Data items
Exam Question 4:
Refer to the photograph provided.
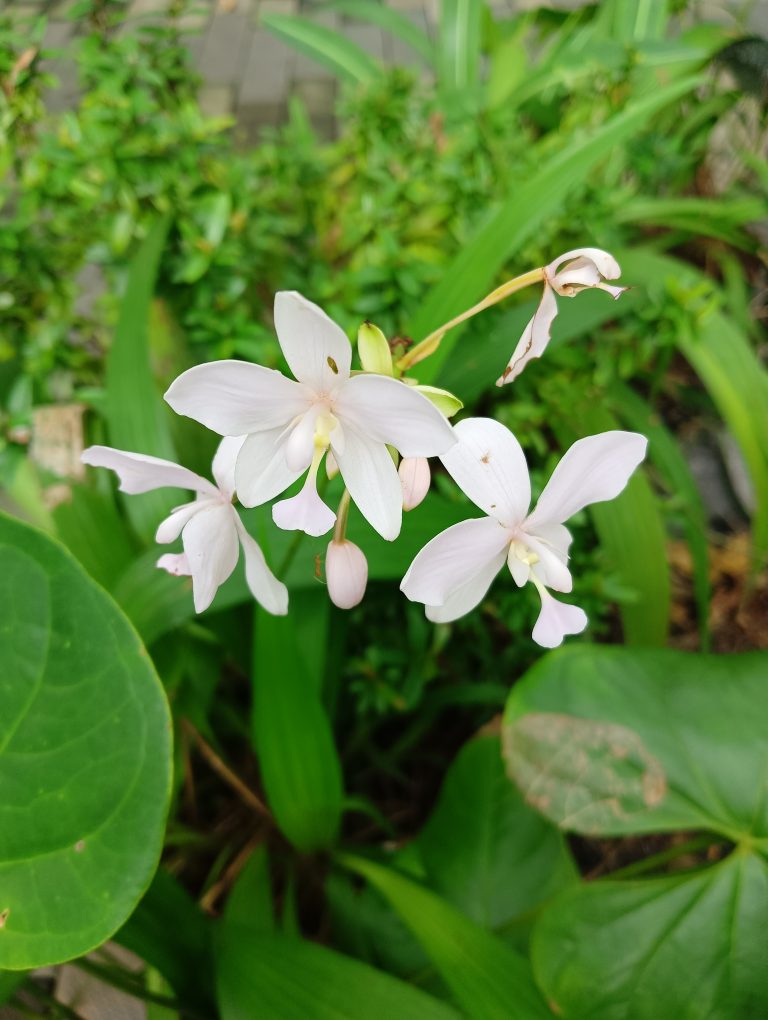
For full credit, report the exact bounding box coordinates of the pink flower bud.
[399,457,430,511]
[325,539,368,609]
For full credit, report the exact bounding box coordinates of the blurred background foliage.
[1,0,767,1015]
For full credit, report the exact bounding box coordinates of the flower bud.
[399,457,430,511]
[357,321,393,376]
[326,539,368,609]
[415,384,463,418]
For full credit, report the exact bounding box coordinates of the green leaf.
[323,0,434,63]
[252,602,343,851]
[339,854,551,1019]
[612,382,711,648]
[532,849,768,1019]
[598,0,670,42]
[52,485,136,592]
[117,868,215,1012]
[104,217,177,542]
[0,512,171,969]
[502,644,768,840]
[417,735,576,934]
[261,14,382,83]
[216,925,461,1020]
[618,248,768,569]
[438,0,484,92]
[410,75,700,382]
[222,845,275,935]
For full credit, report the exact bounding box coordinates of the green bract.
[0,513,171,969]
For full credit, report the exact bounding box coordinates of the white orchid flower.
[164,292,456,542]
[497,248,627,386]
[400,418,647,648]
[81,437,288,616]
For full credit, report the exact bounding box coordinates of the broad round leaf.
[0,513,171,968]
[532,853,768,1019]
[503,645,768,839]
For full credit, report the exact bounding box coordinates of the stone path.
[16,0,764,141]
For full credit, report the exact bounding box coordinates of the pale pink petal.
[156,552,191,576]
[272,473,336,537]
[274,291,352,392]
[525,536,573,593]
[211,436,246,498]
[233,517,288,616]
[164,360,310,436]
[181,502,239,613]
[333,429,402,542]
[425,548,508,623]
[284,406,321,472]
[547,247,621,282]
[81,445,216,497]
[507,552,530,588]
[400,516,511,606]
[526,431,648,530]
[399,457,431,511]
[337,375,455,458]
[235,427,304,508]
[531,586,588,648]
[440,417,530,528]
[155,499,207,544]
[325,539,368,609]
[496,283,558,386]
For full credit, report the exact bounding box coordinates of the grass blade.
[438,0,483,92]
[104,216,176,541]
[409,75,700,382]
[261,13,382,83]
[323,0,433,63]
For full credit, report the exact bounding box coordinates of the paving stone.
[41,19,75,52]
[257,0,299,17]
[344,22,386,62]
[238,28,296,104]
[199,82,235,116]
[198,11,251,85]
[292,76,335,115]
[388,8,433,69]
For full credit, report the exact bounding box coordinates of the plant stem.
[396,266,545,371]
[333,489,351,542]
[182,719,271,820]
[605,834,724,880]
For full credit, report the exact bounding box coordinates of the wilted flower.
[325,538,368,609]
[81,437,288,615]
[399,457,431,511]
[165,292,455,541]
[496,248,626,386]
[400,417,647,647]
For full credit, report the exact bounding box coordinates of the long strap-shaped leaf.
[339,854,551,1020]
[438,0,483,92]
[261,13,382,83]
[409,75,699,382]
[323,0,434,63]
[105,216,176,542]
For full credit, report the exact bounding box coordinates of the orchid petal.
[399,457,431,511]
[526,431,648,529]
[338,374,456,458]
[440,417,530,527]
[81,445,216,497]
[496,283,558,386]
[211,436,246,498]
[508,552,530,588]
[164,360,309,436]
[156,552,191,576]
[547,247,621,282]
[272,474,336,537]
[526,535,573,593]
[284,407,320,472]
[274,291,352,391]
[181,502,239,614]
[333,428,403,541]
[401,515,511,606]
[234,517,288,615]
[235,427,304,508]
[424,547,508,623]
[531,585,588,648]
[155,499,206,544]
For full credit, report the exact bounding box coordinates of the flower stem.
[397,266,546,372]
[333,488,351,542]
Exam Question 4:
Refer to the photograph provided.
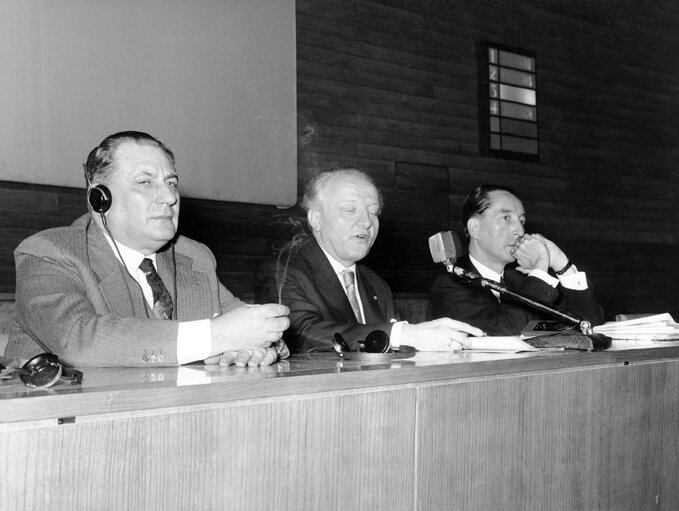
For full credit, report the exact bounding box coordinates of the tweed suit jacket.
[428,253,604,336]
[253,237,396,353]
[7,214,243,366]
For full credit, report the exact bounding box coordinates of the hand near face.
[401,318,484,351]
[210,303,290,354]
[526,233,569,272]
[511,234,550,273]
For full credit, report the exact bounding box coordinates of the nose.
[157,182,178,206]
[513,219,525,237]
[356,208,373,228]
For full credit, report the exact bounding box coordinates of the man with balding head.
[8,131,289,367]
[254,167,483,353]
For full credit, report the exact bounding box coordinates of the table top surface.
[2,340,679,423]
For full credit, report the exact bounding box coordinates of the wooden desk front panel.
[0,388,416,511]
[416,360,679,511]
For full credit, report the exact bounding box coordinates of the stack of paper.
[593,313,679,341]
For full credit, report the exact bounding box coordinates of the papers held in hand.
[593,313,679,341]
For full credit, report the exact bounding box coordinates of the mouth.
[353,233,371,243]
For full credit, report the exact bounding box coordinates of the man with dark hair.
[8,131,289,367]
[254,167,483,353]
[429,184,604,335]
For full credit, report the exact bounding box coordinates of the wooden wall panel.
[1,0,678,321]
[416,361,679,510]
[1,389,416,511]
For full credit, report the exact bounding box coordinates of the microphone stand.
[443,259,593,335]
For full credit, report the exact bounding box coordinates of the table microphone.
[428,231,594,336]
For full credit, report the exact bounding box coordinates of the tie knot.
[139,258,156,275]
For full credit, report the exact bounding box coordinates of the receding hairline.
[302,168,382,212]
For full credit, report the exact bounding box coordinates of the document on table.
[465,336,538,353]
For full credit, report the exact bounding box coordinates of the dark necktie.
[139,258,174,320]
[340,269,364,323]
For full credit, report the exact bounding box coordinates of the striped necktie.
[340,269,364,323]
[139,258,174,320]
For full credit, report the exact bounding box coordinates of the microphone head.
[429,231,462,263]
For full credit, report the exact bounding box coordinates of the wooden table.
[1,342,678,510]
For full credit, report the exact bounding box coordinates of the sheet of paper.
[466,336,538,353]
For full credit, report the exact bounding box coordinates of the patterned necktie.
[340,269,364,323]
[139,258,174,320]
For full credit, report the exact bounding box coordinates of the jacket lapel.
[86,218,147,317]
[356,268,386,322]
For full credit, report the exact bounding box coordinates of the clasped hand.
[511,233,568,274]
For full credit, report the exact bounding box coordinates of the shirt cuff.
[558,267,588,290]
[528,268,559,288]
[177,319,212,364]
[388,320,408,349]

Activity
Output all the records, word for word, with no pictures in the copy.

Response for this exercise
Exam Question 4:
Refer to the photograph provided.
For full credit, report the exact bounding box coordinates of the pink flower bud.
[399,457,430,511]
[325,539,368,609]
For full credit, report the exact bounding box coordinates of the blurred background foliage.
[1,0,767,1015]
For full credit, report the exact bounding box coordinates of the flower bud.
[399,457,430,511]
[357,321,393,376]
[326,539,368,609]
[415,384,463,418]
For full credit, report the exact bounding box coordinates of the green leaf.
[323,0,434,63]
[252,602,343,851]
[339,854,551,1019]
[612,382,711,648]
[532,849,768,1019]
[598,0,670,42]
[52,485,136,592]
[117,868,215,1012]
[104,217,177,542]
[0,512,171,969]
[502,644,768,840]
[417,735,576,934]
[261,14,382,83]
[216,925,461,1020]
[618,248,768,569]
[438,0,484,92]
[410,75,700,382]
[222,845,275,935]
For full credit, report the exact bounding box coordinates of the green bract.
[0,513,171,969]
For full credit, report the exact bounding box coordinates of the white orchid flower.
[164,292,456,542]
[497,248,627,386]
[400,418,647,648]
[81,437,288,616]
For full credit, report the exact bounding box coordinates of the broad round leaf.
[0,513,171,968]
[532,853,768,1019]
[503,645,768,839]
For full credit, report the exact bounding box coordinates of the stone path.
[16,0,764,141]
For full credit, report the exact bounding box coordinates of the pale pink petal.
[156,552,191,576]
[272,473,336,537]
[274,291,352,392]
[525,536,573,593]
[211,436,246,498]
[233,517,288,616]
[164,360,310,436]
[181,502,239,613]
[333,429,402,542]
[425,548,508,623]
[284,406,321,472]
[547,247,621,282]
[81,445,216,497]
[507,552,530,588]
[400,516,511,606]
[526,431,648,530]
[399,457,431,511]
[337,375,455,458]
[235,427,304,508]
[531,586,588,648]
[440,417,530,528]
[155,499,207,544]
[325,539,368,609]
[496,283,558,386]
For full credit, report the exact bounding box coordinates of the grass blade.
[438,0,483,92]
[104,216,176,541]
[409,75,700,382]
[261,13,382,83]
[323,0,433,63]
For full credit, report the exact bounding box coordinates of the paving stone.
[41,19,75,52]
[257,0,299,17]
[344,22,386,62]
[238,28,296,104]
[199,82,235,116]
[198,11,251,85]
[292,76,335,115]
[388,8,433,69]
For full credit, report the exact bounding box coordinates of the plant stem.
[396,266,545,371]
[333,489,351,542]
[182,719,271,820]
[605,834,724,880]
For full credit, report the exact bounding box coordinates of the wilted flower.
[325,538,368,609]
[81,437,288,615]
[399,457,431,511]
[165,292,455,541]
[496,248,626,386]
[400,417,647,647]
For full credit, report the exact bounding box coordinates of the long strap-shaped leaf.
[339,854,551,1020]
[438,0,483,92]
[261,13,382,83]
[409,75,699,382]
[323,0,434,63]
[105,216,176,542]
For full credit, report the exact bounding box coordinates of the orchid petal.
[399,457,431,511]
[526,431,648,529]
[338,374,456,458]
[440,417,530,527]
[81,445,216,497]
[496,283,558,386]
[211,436,246,498]
[508,552,530,588]
[164,360,309,436]
[156,552,191,576]
[547,247,621,282]
[272,474,336,537]
[526,535,573,593]
[284,407,320,472]
[274,291,352,391]
[181,502,239,614]
[333,428,403,541]
[401,515,511,606]
[234,517,288,615]
[235,427,304,508]
[424,547,508,623]
[531,585,588,648]
[155,499,206,544]
For full credit, report the exact bounding box coordinates of the flower stem.
[397,266,546,372]
[333,488,351,542]
Exam Question 4:
Refer to the photograph provided.
For full credit, report the exact bounding box coordinates of the tweed suit jacket.
[428,253,604,336]
[253,237,396,353]
[7,214,243,366]
For full credit, report the exact bounding box coordinates of the hand near face.
[401,318,484,351]
[210,303,290,354]
[526,233,569,272]
[511,234,550,273]
For full credit, report the exact bounding box coordinates of the nose.
[157,182,178,206]
[513,219,525,237]
[356,208,373,228]
For full credit, report the exact bounding box coordinates of the man with balding head.
[8,131,289,367]
[254,167,483,353]
For full credit, report the exact bounding box coordinates of the table top surface.
[2,340,679,423]
For full credit, report the exact bounding box coordinates of the wooden desk front panel.
[0,388,416,511]
[416,360,679,511]
For full credit, report the exact bounding box coordinates of the stack of paper.
[593,313,679,341]
For full credit, report the exact bounding box coordinates of the papers held in hand.
[593,313,679,341]
For full credit, report the exact bounding box coordinates of the mouth.
[353,233,371,243]
For full credit, report the exact bounding box coordinates of the man with dark hair.
[8,131,289,367]
[254,167,483,353]
[429,184,604,335]
For full credit, report the exact bounding box coordinates of the wooden wall panel.
[1,0,678,321]
[416,361,679,510]
[1,389,416,511]
For full credit, report the exact bounding box coordinates of the microphone stand.
[443,259,593,335]
For full credit, report the exact bounding box coordinates of the table microphone.
[428,231,594,336]
For full credit, report the exact bounding box coordinates of the tie knot.
[139,258,156,275]
For full credit, report the exact bounding box coordinates of the receding hairline.
[302,168,382,212]
For full credit, report the exact bounding box coordinates of the document on table.
[465,336,538,353]
For full credit, report the exact bounding box coordinates of the dark necktie.
[139,258,174,320]
[340,269,364,323]
For full credit, report the exact bounding box coordinates of the striped necktie.
[340,269,364,323]
[139,258,174,320]
For full credit, report the exact bounding box coordinates of the microphone head.
[429,231,462,263]
For full credit, report the exact bounding box coordinates of the wooden table.
[1,342,678,510]
For full credit, report the exact bounding box coordinates of the sheet of paper.
[466,336,538,353]
For full credit, report the exact bounding box coordinates of the patterned necktie.
[340,269,364,323]
[139,258,174,320]
For full credit, report the exact bounding box coordinates of the jacket lapel.
[86,218,147,317]
[356,268,386,322]
For full credit, report the exact bounding box coordinates of the clasped hand.
[511,233,568,274]
For full credit, report the exact bounding box coordinates of the shirt cuff.
[558,267,588,290]
[528,268,559,288]
[177,319,212,364]
[388,320,408,349]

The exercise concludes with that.